*WORK ITEM*
Go through the data below and count every line that has the word "small". Return only the count.

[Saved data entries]

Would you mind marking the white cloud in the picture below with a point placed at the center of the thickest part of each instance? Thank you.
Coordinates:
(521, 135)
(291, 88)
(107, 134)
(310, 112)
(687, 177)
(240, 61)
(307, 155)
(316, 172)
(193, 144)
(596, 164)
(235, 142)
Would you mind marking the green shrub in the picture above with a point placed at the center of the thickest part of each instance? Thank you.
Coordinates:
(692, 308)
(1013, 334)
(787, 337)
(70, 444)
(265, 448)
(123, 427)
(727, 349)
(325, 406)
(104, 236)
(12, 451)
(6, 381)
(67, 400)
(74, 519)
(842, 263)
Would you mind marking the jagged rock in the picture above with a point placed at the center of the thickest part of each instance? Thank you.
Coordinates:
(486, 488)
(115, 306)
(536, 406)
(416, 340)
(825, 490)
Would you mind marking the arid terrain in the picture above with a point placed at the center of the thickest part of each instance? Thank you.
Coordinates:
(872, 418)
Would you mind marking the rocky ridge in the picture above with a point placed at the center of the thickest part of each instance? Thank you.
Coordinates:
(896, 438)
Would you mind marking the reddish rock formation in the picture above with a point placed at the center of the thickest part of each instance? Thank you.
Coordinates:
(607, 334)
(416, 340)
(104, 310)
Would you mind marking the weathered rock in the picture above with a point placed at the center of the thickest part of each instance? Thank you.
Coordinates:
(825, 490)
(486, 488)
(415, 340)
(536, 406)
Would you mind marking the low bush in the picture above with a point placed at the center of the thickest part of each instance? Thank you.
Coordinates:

--

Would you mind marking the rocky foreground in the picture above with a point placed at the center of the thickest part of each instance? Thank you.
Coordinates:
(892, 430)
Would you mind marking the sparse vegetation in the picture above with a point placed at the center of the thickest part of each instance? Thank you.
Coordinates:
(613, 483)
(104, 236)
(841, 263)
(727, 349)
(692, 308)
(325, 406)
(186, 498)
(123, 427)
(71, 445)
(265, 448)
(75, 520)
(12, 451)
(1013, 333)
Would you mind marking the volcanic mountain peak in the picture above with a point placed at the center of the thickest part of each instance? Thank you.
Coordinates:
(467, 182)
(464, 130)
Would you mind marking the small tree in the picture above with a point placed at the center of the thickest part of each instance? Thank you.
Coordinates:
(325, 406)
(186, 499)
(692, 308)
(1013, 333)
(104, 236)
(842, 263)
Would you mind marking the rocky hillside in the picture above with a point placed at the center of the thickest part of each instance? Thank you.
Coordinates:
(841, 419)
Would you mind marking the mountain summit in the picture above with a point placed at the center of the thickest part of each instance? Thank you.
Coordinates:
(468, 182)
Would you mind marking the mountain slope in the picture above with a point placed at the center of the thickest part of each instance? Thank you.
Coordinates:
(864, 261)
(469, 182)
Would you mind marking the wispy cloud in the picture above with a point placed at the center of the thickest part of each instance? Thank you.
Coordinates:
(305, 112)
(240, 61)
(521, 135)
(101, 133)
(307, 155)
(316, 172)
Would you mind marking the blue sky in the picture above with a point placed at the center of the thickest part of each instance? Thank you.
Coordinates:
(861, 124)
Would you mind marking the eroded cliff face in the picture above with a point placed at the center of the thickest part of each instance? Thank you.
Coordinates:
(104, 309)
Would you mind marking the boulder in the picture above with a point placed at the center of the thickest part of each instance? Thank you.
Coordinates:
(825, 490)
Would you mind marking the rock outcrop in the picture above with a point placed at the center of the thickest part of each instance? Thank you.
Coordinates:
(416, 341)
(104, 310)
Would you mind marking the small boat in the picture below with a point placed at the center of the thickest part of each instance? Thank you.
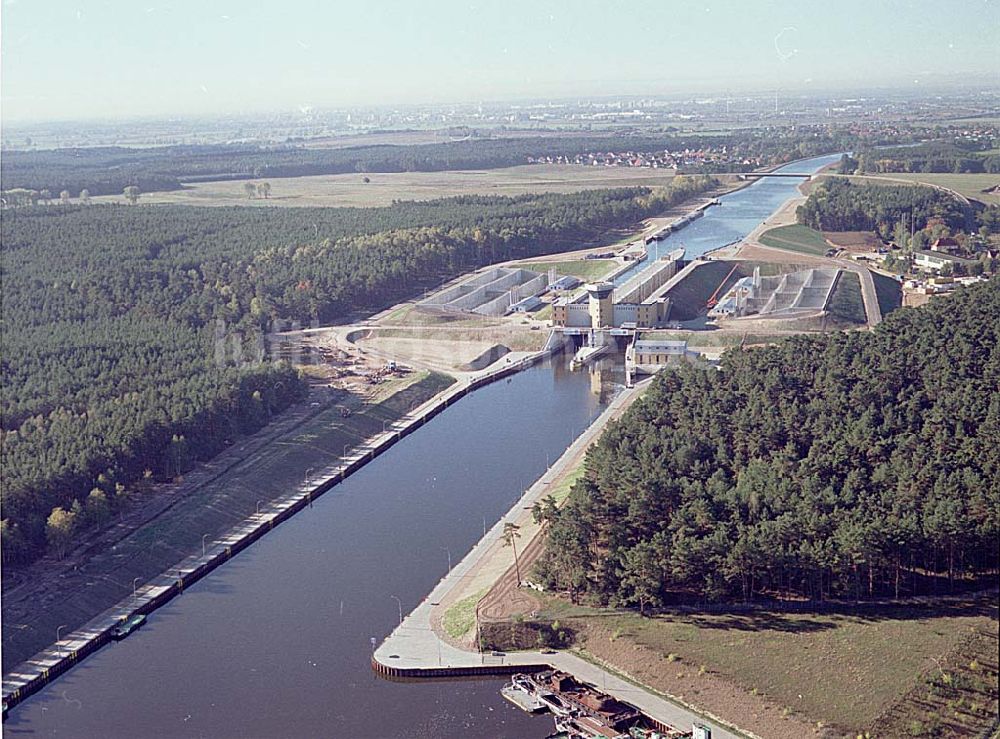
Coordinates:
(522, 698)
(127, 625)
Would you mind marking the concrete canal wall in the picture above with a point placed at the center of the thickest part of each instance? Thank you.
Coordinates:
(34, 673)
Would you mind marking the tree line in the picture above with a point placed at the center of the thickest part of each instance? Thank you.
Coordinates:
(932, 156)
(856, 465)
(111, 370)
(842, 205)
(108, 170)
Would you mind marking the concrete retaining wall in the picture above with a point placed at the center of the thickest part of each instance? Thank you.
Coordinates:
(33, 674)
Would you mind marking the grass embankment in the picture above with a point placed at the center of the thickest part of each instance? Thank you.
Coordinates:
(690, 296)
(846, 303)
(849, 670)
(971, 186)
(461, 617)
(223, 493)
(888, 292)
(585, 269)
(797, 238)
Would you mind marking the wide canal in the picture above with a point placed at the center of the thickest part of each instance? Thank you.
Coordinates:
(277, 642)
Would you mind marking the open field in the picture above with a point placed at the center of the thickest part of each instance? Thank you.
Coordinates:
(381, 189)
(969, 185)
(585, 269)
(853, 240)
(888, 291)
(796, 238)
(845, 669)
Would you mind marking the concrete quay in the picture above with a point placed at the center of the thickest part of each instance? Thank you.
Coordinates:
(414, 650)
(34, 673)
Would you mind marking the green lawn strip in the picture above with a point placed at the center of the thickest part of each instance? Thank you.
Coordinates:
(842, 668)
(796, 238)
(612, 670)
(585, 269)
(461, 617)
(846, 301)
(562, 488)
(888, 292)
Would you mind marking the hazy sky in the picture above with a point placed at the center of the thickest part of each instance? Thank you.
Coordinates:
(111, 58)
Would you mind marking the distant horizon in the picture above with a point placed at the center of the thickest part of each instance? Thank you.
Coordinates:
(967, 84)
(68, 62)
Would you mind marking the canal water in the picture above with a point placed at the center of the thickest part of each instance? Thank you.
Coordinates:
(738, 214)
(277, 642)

*TASK ANSWER*
2